#### [Required actions]
(a) In the event sourcing article, which PHP framework gave the writer a starting point in 2016?
(b) Rewrite the event sourcing article from "Most of that" up to and including "your own framework.", swapping "complexity" for "overhead".
(c) According to the event sourcing article, what four things is the literature full of?

#### [Excerpted passage]
Event sourcing is often overlooked

A lot of people hesitate to adopt event sourcing. The literature is full of distributed systems, eventual consistency, sophisticated event stores, and architectural diagrams that look like they belong at Netflix. It’s easy to walk away thinking this is not for me.

Most of that complexity is self-inflicted. None of it is inherent to event sourcing. It’s a set of choices, and you can make different ones.

The best way to learn is to build

Reading about event sourcing only goes so far. At some point you have to transform theory into practice. And the best way to truly understand how it works is to build your own framework.

The word “framework” can feel intimidating, but it doesn’t need to be. You can start very small. A SQLite database to store events. Serialized classes for projections. The closer you stay to technologies you already know, the easier it is to understand what’s actually happening. You can always make it more sophisticated later, if you ever need to.

In 2016 I wanted to learn event sourcing and CQRS. Broadway, a PHP framework inspired by Axon, gave me a starting point. But I needed to build my own to truly understand. I used a low-risk internal project as a sandbox: a new timesheet and leave request management tool. A real project, real constraints, but nothing critical if things went sideways: at the time, timesheets were still done on paper.

#### [Information given]

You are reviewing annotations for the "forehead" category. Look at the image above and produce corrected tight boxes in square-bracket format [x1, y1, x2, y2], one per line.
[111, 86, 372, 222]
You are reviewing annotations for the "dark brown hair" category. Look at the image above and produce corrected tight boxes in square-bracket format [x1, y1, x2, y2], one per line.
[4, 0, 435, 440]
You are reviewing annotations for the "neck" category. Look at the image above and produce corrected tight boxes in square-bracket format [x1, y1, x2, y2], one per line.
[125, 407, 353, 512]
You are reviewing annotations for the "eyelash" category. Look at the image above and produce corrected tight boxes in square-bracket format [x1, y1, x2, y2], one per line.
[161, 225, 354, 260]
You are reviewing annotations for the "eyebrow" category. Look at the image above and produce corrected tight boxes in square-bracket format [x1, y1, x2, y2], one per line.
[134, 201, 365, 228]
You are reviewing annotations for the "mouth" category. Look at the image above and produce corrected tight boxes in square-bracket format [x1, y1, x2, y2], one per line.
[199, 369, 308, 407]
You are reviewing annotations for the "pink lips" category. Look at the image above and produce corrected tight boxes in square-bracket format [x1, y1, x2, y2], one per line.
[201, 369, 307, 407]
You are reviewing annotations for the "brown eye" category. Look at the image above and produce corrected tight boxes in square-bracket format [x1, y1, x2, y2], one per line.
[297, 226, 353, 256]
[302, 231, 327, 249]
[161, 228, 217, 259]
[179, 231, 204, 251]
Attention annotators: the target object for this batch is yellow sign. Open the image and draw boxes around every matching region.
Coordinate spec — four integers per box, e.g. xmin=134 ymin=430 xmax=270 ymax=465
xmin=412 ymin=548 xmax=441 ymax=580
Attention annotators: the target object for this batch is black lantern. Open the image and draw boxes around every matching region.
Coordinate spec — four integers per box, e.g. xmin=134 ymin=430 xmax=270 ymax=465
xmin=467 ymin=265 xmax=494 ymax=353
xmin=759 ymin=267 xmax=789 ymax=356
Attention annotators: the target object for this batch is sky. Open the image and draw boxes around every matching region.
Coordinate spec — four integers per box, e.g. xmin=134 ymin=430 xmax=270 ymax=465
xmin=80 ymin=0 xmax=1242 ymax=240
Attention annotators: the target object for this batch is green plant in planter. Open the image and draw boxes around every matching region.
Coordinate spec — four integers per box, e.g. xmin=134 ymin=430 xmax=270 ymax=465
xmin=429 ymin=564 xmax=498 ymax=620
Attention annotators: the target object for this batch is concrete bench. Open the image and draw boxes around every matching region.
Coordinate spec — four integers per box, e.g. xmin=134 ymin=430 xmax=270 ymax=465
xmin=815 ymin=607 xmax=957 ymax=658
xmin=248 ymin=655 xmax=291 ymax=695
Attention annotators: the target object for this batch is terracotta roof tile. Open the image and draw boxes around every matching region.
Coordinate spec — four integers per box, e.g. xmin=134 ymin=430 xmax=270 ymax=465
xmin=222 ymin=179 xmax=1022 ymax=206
--
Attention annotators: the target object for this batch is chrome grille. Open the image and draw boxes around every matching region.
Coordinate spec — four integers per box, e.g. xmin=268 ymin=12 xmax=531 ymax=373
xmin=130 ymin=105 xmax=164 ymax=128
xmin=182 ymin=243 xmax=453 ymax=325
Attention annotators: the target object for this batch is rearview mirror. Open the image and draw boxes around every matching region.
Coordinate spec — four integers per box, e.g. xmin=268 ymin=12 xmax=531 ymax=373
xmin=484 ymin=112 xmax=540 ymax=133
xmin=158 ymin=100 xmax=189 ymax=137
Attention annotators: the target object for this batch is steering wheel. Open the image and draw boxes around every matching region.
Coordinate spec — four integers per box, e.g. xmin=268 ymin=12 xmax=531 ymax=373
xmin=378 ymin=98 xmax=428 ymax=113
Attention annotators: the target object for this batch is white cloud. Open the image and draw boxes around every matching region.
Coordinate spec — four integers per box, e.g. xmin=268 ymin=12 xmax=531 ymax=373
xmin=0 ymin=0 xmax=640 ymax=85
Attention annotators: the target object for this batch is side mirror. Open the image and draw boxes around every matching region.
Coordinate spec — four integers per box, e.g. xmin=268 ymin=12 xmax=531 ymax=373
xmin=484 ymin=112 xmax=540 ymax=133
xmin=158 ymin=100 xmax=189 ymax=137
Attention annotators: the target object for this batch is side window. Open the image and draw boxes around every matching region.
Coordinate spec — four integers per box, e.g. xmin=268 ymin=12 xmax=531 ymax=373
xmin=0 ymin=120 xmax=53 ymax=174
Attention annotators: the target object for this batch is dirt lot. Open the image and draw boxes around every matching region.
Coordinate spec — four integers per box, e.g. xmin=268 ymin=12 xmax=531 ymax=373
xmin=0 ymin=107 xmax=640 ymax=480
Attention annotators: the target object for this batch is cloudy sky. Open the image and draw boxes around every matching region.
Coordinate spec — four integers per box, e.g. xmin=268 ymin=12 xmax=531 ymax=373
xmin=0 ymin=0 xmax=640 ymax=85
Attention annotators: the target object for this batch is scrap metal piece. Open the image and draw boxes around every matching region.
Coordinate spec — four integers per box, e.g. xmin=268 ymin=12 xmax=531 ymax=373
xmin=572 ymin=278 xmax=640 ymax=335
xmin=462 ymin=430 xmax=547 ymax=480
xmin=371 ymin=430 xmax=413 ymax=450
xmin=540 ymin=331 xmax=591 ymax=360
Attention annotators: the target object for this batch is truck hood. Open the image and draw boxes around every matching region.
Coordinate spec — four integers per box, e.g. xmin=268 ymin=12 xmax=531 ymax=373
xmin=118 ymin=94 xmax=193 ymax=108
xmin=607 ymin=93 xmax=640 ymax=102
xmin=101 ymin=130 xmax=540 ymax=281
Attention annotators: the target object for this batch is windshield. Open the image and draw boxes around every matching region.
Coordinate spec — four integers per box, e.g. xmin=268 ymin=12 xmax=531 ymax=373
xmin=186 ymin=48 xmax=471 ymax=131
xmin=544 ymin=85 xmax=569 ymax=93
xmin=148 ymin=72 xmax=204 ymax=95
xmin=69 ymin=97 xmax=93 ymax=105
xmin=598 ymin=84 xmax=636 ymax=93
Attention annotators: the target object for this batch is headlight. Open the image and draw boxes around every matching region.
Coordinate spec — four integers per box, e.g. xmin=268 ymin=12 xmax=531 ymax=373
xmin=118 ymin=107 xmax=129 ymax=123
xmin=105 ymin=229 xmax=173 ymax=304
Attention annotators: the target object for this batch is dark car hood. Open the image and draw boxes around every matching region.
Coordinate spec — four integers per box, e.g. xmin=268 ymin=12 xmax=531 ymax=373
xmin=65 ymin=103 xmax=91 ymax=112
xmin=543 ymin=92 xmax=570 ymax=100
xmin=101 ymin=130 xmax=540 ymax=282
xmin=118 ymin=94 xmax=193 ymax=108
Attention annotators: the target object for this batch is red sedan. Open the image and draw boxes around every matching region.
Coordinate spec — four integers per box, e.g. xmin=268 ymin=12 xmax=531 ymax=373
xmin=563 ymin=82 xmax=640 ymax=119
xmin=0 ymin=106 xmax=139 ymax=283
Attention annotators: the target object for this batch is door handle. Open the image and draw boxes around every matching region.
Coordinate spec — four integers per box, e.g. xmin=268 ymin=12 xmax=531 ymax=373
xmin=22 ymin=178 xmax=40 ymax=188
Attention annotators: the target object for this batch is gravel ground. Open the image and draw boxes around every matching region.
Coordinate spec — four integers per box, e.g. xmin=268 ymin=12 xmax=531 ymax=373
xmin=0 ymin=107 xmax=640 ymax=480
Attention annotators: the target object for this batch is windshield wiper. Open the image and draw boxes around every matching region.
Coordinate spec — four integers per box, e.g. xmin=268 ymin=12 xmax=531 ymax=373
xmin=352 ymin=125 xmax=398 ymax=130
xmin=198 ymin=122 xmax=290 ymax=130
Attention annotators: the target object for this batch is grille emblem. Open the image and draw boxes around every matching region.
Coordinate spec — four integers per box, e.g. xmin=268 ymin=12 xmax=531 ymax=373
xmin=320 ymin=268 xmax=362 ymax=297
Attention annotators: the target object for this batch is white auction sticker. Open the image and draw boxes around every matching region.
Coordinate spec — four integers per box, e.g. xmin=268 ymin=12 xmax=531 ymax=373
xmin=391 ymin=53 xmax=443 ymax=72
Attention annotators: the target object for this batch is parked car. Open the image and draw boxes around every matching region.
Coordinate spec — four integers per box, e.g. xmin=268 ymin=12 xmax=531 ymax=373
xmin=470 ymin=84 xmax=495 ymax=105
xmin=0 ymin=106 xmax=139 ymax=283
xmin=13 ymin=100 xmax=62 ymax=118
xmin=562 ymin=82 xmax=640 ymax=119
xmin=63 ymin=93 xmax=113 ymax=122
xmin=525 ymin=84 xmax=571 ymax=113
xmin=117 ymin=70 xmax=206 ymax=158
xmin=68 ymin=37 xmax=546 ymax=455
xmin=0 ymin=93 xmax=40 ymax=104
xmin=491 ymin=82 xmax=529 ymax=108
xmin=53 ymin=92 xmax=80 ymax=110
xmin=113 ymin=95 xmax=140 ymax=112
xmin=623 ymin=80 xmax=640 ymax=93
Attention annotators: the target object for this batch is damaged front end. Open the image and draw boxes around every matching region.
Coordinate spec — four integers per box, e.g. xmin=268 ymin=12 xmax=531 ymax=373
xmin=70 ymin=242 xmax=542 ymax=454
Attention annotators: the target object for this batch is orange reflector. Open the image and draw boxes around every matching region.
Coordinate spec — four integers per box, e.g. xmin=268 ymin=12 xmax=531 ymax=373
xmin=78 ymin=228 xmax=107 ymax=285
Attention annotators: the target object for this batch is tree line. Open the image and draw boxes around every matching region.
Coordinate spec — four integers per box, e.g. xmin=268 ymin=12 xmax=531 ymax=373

#### [Outputs by task]
(a) Broadway

(b)
Most of that overhead is self-inflicted. None of it is inherent to event sourcing. It’s a set of choices, and you can make different ones.

The best way to learn is to build

Reading about event sourcing only goes so far. At some point you have to transform theory into practice. And the best way to truly understand how it works is to build your own framework.

(c) Distributed systems, eventual consistency, sophisticated event stores, and architectural diagrams